### ACTIVITY
The answer must be a single number: the count of lines in the records below that contain the word "loader".

### SUPPLIED INFORMATION

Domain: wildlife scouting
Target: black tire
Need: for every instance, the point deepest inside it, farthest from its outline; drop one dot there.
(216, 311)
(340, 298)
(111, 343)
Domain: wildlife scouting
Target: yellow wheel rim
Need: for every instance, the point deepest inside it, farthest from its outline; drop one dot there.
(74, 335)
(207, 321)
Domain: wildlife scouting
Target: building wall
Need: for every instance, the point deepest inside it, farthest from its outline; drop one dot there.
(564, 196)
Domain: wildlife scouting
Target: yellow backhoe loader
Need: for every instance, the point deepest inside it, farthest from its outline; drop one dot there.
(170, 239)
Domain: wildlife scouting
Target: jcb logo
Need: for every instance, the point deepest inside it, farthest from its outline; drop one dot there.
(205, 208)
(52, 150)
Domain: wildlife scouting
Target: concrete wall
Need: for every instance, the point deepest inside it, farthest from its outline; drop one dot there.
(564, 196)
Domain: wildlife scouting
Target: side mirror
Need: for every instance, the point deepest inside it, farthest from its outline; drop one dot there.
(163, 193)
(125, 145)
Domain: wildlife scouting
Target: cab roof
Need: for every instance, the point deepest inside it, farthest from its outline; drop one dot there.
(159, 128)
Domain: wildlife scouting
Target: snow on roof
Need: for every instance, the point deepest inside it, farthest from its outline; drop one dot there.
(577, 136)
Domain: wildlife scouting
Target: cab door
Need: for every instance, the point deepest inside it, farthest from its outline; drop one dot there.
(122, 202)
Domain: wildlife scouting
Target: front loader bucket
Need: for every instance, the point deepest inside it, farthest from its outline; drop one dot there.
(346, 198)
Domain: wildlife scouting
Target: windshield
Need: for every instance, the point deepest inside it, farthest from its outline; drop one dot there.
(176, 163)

### REPLY TO THE EXERCISE
2